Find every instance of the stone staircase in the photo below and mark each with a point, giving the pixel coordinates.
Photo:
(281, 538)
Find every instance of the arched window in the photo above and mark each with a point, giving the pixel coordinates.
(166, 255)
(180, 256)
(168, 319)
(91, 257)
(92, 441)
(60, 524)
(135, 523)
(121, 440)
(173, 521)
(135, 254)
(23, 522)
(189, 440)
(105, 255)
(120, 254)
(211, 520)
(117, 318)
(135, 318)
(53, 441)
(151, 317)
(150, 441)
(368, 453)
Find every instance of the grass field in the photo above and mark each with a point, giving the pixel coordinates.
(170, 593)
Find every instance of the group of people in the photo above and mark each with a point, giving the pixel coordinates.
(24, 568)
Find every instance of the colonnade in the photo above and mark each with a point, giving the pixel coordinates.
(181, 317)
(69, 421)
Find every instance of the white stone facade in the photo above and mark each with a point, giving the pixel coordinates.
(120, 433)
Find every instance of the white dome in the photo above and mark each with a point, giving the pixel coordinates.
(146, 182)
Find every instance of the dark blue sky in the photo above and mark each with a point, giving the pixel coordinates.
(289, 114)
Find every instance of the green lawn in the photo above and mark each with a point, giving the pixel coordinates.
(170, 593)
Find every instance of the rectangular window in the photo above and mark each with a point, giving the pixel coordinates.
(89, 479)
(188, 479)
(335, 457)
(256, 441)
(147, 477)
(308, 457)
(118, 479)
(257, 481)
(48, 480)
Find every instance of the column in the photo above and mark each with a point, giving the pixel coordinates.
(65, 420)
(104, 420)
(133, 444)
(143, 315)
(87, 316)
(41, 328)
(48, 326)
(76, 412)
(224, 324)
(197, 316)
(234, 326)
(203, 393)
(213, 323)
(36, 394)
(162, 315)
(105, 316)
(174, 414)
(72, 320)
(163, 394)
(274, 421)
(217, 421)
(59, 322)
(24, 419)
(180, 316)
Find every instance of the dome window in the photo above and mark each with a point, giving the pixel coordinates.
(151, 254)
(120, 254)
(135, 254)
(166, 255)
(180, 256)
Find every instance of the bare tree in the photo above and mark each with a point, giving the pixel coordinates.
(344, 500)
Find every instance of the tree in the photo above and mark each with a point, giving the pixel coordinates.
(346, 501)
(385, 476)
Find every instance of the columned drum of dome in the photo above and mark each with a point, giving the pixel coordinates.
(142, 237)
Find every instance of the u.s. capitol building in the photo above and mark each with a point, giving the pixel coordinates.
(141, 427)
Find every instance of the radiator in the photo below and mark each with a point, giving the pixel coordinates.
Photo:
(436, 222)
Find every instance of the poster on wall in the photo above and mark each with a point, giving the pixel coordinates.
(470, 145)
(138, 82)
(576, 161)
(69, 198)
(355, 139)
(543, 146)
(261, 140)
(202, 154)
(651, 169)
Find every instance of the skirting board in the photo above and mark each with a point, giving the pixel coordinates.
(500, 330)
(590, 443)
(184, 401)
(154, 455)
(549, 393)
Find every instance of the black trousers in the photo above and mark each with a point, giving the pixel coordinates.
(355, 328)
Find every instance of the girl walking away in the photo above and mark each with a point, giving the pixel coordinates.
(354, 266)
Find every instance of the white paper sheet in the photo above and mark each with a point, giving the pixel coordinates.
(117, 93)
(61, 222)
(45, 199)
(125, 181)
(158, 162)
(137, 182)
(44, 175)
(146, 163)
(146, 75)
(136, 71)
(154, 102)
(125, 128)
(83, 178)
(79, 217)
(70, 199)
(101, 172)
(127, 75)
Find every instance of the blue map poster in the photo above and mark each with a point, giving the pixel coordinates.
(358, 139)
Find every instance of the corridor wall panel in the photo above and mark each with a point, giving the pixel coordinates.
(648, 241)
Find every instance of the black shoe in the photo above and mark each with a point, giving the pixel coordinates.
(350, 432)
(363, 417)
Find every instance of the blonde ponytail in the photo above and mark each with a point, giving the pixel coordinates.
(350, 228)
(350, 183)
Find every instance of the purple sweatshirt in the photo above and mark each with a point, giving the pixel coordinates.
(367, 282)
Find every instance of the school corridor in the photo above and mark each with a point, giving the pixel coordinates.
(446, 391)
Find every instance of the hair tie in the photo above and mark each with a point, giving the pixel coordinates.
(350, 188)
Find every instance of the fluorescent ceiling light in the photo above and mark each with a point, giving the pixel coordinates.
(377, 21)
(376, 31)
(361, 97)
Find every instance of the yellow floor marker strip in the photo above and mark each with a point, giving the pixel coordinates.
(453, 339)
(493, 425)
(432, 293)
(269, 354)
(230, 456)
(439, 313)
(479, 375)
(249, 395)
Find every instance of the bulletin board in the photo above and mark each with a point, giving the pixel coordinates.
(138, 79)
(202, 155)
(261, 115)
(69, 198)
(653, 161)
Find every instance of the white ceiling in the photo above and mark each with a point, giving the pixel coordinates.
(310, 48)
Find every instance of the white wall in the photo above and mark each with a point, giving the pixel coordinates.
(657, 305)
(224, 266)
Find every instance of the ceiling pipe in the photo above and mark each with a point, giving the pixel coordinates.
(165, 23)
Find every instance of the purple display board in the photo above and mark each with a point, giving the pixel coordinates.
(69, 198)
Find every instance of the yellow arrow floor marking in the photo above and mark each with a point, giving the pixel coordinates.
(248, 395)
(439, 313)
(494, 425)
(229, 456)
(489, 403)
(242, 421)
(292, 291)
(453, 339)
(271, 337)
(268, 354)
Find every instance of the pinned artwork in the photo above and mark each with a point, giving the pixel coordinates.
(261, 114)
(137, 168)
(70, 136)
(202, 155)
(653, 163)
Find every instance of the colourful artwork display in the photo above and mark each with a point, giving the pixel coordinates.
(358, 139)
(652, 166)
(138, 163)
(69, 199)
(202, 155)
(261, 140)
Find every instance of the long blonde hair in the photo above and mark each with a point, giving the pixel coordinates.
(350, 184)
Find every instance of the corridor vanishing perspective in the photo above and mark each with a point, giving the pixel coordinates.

- [Challenge]: Rewrite all of the entries above, changing every occurrence of "mark each with a point" to "place a point on each" and leaving everything else unchanged.

- [Reply to the exercise]:
Find every instance of the stone staircase in the photo below and place a point on each, giving the pixel coordinates.
Photo:
(281, 538)
Find every instance of the arched window in the photo above and place a point on each, giving the pixel coordinates.
(166, 255)
(180, 256)
(168, 319)
(91, 257)
(92, 441)
(60, 524)
(135, 523)
(121, 440)
(173, 521)
(135, 254)
(23, 522)
(189, 440)
(105, 255)
(120, 254)
(211, 520)
(117, 318)
(135, 318)
(53, 441)
(151, 317)
(150, 441)
(368, 453)
Find every instance of the grass field in the photo above and place a point on each, giving the pixel coordinates.
(170, 593)
Find every instance of the group of people in the photo above and place a point on each, giving the pixel coordinates.
(24, 568)
Find every instance of the colonnade in the photo above and place a point on each, giving the pixel coordinates.
(181, 317)
(69, 421)
Find every instance of the white stone facade in the photo above and place a point on each, giving the pixel coordinates.
(120, 433)
Find every instance of the white dome in the photo above and place a point on each, giving the pixel coordinates.
(146, 182)
Find every instance of the dark blue sky in the photo above and place a point on each, giving the pixel coordinates.
(289, 114)
Find every instance of the green lawn in the photo above and place a point on each, giving the pixel coordinates.
(170, 593)
Find every instance of the rectangular window in the photo above and place a point on each, giving the pixel coordinates.
(89, 479)
(188, 479)
(335, 457)
(256, 441)
(147, 477)
(308, 457)
(118, 479)
(257, 481)
(48, 480)
Find every instance of the column in the photo above and place a point on each, giving the pixel coordinates.
(65, 420)
(104, 420)
(133, 444)
(143, 315)
(87, 316)
(41, 328)
(48, 326)
(76, 412)
(224, 324)
(197, 316)
(234, 326)
(203, 393)
(213, 323)
(36, 394)
(162, 315)
(105, 316)
(174, 414)
(72, 320)
(163, 394)
(274, 421)
(217, 421)
(59, 322)
(24, 419)
(180, 316)
Find every instance of the dome window in the photo above and place a point on each, giving the pixel coordinates.
(151, 254)
(120, 254)
(135, 254)
(166, 255)
(180, 256)
Find every instance of the bare tree in the photo above and place a point on each, giving the pixel coordinates.
(344, 500)
Find every instance of the tree in the photo above and place a point on each, giving the pixel coordinates.
(346, 501)
(385, 476)
Find every instance of the columned drum of dome in the photo above and place a point on each, giving the pixel coordinates.
(142, 237)
Find every instance of the u.s. capitol building in the photo above and place a point on each, giving the pixel coordinates.
(141, 427)
Find every instance of the radiator in the photo below and place a point on each, giving the pixel coordinates.
Photo:
(436, 222)
Find every instance of the poster on wall in the photo above and place a point on each, giving the pixel coordinates.
(470, 145)
(138, 82)
(576, 161)
(69, 198)
(355, 139)
(543, 146)
(261, 140)
(202, 154)
(651, 169)
Find every instance of the skirting board in the photo above and place a point on each, giving the pixel coordinates.
(500, 330)
(590, 443)
(184, 401)
(154, 455)
(549, 393)
Find every instance of the black trousers in the photo above and place a point on each, giving the pixel coordinates.
(355, 328)
Find every instance of the girl walking away in the photo above and place a point on each, giving the pixel coordinates.
(354, 266)
Find every instance of the white paper sheet in the photo above and place a point on each, giving the pixel coordinates.
(117, 93)
(61, 222)
(45, 199)
(125, 181)
(158, 162)
(137, 182)
(44, 175)
(146, 163)
(146, 75)
(136, 71)
(154, 102)
(125, 128)
(83, 178)
(79, 217)
(70, 199)
(101, 172)
(127, 75)
Find every instance of the blue map poster in the photo above and place a point on each, giving the pixel coordinates.
(358, 139)
Find every instance of the corridor wall panel in the photo above and place a point on each, giving the pixel coordinates.
(648, 241)
Find every instance of the black shoe in the photo above and place a point on each, giving the pixel coordinates.
(350, 432)
(363, 417)
Find every instance of the blonde ponytail in the photo above and place a point on each, giving the pixel coordinates.
(350, 228)
(350, 183)
Find every instance of the purple sweatshirt in the photo above and place a point on each, giving the pixel coordinates.
(367, 282)
Find every instance of the school corridor in the photo above and place a point on each, giving the pixel coordinates.
(446, 391)
Find every instance of the hair tie in the photo above and place a point on each, giving the pixel coordinates.
(350, 188)
Find every instance of the fluorescent ceiling light in the photo above and place a point on each, giving the pixel coordinates.
(377, 21)
(376, 31)
(361, 97)
Find every instance of the yellow floor marker strip in the photo above and place a point on each, giving the pixel coordinates.
(453, 339)
(493, 425)
(432, 293)
(269, 354)
(230, 456)
(439, 313)
(479, 375)
(249, 395)
Find every instance of the bulletin board in the photo above and place a point on each, giving the pixel coordinates.
(138, 79)
(202, 155)
(261, 115)
(69, 198)
(653, 161)
Find every instance of the white ceiling in the photo above and place a point on each, giving the pixel coordinates.
(310, 48)
Find every instance of the white wall in the photo above and place a point on each, giving the pixel coordinates.
(657, 305)
(224, 266)
Find every instance of the ceiling pipe in the photo above and place a point on each, giving the pixel coordinates.
(165, 23)
Find every instance of the purple display board in the photo above and place a point on each, giving the pixel coordinates.
(69, 198)
Find every instance of the yellow arrow floor marking in the photo above and place a point on each, giving the pixel coordinates.
(248, 395)
(439, 313)
(494, 425)
(229, 456)
(489, 403)
(242, 421)
(292, 291)
(453, 339)
(271, 337)
(268, 354)
Find every instance of the pinned artwork in the photo above and place a point on each, giving the pixel coordinates.
(261, 114)
(137, 168)
(70, 136)
(202, 155)
(653, 163)
Find every instance of the colourful artwork display in the photo above and place a point on each, giving the pixel coordinates.
(358, 139)
(652, 166)
(138, 163)
(69, 199)
(202, 155)
(261, 140)
Find every instance of the long blonde hair in the photo above and place a point on each, giving the pixel coordinates.
(350, 184)
Find every instance of the corridor vanishing perspective in the photo above and place a point on each, giving the pixel coordinates.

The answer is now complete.